§ **Problem to work on**
Leave out the pictures and repeat exactly the lines from the one containing "turned column, writing" through the final line of the listing below.

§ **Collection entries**
┄┄┄┄┄┄┄┄┄┄

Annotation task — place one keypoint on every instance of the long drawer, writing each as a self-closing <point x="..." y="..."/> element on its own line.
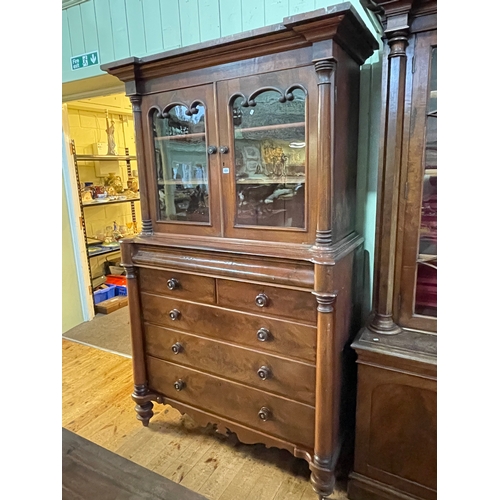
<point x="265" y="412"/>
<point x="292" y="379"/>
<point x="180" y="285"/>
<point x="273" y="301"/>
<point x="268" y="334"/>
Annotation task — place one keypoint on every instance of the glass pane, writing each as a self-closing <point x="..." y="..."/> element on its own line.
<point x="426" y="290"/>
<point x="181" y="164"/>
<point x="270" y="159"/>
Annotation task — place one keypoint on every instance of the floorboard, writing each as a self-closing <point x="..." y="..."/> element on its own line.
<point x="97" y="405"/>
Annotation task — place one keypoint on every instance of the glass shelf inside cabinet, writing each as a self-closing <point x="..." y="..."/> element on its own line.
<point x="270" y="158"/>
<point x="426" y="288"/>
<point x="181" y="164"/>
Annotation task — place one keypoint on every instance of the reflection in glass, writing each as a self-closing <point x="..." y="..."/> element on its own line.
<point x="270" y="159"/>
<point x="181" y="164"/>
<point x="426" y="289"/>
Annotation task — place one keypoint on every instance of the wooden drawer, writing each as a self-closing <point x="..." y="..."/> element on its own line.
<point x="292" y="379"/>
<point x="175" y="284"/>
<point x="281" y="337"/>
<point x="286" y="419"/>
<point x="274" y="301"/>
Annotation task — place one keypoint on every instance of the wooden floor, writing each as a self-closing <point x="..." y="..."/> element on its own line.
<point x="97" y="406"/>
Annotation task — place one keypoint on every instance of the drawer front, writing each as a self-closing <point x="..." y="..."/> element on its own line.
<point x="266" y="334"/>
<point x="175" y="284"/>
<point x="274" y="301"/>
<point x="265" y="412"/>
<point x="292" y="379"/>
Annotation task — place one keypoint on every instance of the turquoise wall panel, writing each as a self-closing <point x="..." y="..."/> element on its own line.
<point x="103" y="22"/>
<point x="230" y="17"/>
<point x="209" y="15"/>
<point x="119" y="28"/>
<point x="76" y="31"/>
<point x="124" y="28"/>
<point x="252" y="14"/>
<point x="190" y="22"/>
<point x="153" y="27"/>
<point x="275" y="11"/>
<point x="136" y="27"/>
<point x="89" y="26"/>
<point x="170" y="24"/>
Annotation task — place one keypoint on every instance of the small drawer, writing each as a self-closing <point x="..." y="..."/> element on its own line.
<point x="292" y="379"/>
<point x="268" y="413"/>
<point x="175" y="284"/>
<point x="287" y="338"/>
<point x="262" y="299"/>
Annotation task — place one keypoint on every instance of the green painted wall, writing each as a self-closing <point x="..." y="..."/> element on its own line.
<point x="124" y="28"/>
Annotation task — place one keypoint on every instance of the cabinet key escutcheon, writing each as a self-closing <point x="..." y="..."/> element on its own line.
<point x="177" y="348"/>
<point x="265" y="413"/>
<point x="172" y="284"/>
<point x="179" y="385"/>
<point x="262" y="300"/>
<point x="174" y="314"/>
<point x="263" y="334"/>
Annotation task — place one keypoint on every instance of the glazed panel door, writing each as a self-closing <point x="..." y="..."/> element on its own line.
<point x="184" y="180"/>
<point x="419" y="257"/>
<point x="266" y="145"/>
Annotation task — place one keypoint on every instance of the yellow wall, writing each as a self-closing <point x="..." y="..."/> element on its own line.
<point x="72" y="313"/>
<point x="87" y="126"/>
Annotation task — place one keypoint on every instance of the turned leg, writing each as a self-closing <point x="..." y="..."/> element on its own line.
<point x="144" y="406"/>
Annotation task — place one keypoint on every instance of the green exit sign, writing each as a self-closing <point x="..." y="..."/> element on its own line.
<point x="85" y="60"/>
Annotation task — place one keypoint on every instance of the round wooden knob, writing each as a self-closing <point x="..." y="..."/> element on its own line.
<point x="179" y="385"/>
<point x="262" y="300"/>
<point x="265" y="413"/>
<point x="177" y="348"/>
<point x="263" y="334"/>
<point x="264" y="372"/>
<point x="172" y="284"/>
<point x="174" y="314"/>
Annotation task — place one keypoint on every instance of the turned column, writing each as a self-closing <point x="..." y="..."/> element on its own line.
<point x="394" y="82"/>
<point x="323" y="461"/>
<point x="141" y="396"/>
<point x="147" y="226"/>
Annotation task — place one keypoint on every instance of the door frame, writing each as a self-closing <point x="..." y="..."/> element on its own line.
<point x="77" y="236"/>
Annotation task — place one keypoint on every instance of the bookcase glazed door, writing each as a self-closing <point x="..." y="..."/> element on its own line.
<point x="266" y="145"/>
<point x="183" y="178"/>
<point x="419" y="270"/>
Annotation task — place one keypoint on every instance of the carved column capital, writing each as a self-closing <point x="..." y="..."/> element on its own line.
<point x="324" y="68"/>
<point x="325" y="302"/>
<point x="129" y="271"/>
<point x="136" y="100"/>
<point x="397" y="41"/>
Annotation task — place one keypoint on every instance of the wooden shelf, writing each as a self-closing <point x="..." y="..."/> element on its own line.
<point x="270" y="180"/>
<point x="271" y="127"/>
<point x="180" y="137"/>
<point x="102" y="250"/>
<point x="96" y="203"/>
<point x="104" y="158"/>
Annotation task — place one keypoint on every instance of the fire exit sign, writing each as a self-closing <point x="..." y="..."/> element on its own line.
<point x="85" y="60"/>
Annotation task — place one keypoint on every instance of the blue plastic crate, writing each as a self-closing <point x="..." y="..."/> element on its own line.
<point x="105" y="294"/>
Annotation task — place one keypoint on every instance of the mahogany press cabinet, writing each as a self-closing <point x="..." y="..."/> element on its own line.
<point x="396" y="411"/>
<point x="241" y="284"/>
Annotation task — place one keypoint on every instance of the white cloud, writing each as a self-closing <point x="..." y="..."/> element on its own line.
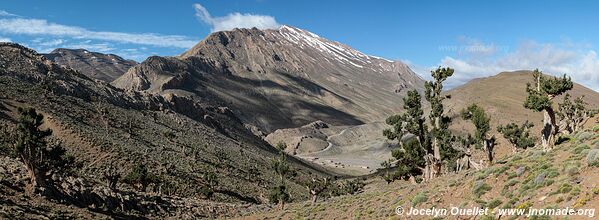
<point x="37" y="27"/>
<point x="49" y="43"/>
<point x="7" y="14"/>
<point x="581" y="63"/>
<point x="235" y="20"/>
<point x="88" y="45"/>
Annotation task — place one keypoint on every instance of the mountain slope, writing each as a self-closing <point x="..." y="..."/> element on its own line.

┄┄┄┄┄┄┄┄┄┄

§ **Task response**
Annotation task — place one keypoint on every instance of the turned column, writing each as a self-closing <point x="..." y="..."/> element on its own line.
<point x="394" y="82"/>
<point x="323" y="461"/>
<point x="141" y="396"/>
<point x="147" y="226"/>
Annotation task — place one keypoint on every instance of the door frame, writing each as a self-closing <point x="..." y="..."/> element on its own line.
<point x="77" y="236"/>
Annotation task — place one keypoint on every instance of the bookcase glazed door, writing each as a self-closing <point x="..." y="..."/> element on its own line.
<point x="266" y="145"/>
<point x="183" y="178"/>
<point x="419" y="270"/>
Annotation task — place one keypoint on every instance of the carved column capital, writing each as a self-closing <point x="..." y="..."/> element on its own line.
<point x="324" y="68"/>
<point x="325" y="302"/>
<point x="129" y="271"/>
<point x="136" y="100"/>
<point x="397" y="41"/>
Annotation task — place one keypoint on every instance of the wooden shelf, writing each as a self-closing <point x="..." y="..."/> element on its own line.
<point x="270" y="180"/>
<point x="271" y="127"/>
<point x="180" y="137"/>
<point x="102" y="250"/>
<point x="96" y="203"/>
<point x="104" y="158"/>
Annotation task — place one keypoint on every instance of the fire exit sign, writing each as a self-closing <point x="..." y="..."/> element on its own line.
<point x="85" y="60"/>
Annotation task — place one keypoint on every instance of the blue plastic crate, writing each as a self-closing <point x="..." y="..."/> element on its own line.
<point x="105" y="294"/>
Annotation task — place one keypoint on every instance of the mahogany press cabinet, writing each as a self-closing <point x="..." y="..."/> element on its own line.
<point x="396" y="411"/>
<point x="241" y="284"/>
Annotation task — place one keypoint on every instance of the white cloud, writing each as a self-closing <point x="..." y="..."/> element on its own line.
<point x="37" y="27"/>
<point x="49" y="43"/>
<point x="7" y="14"/>
<point x="581" y="63"/>
<point x="235" y="20"/>
<point x="88" y="45"/>
Annotation task — place one keypoint on every instance of the mountain slope, writing each as a self-closing <point x="..." y="..."/> element on its own line.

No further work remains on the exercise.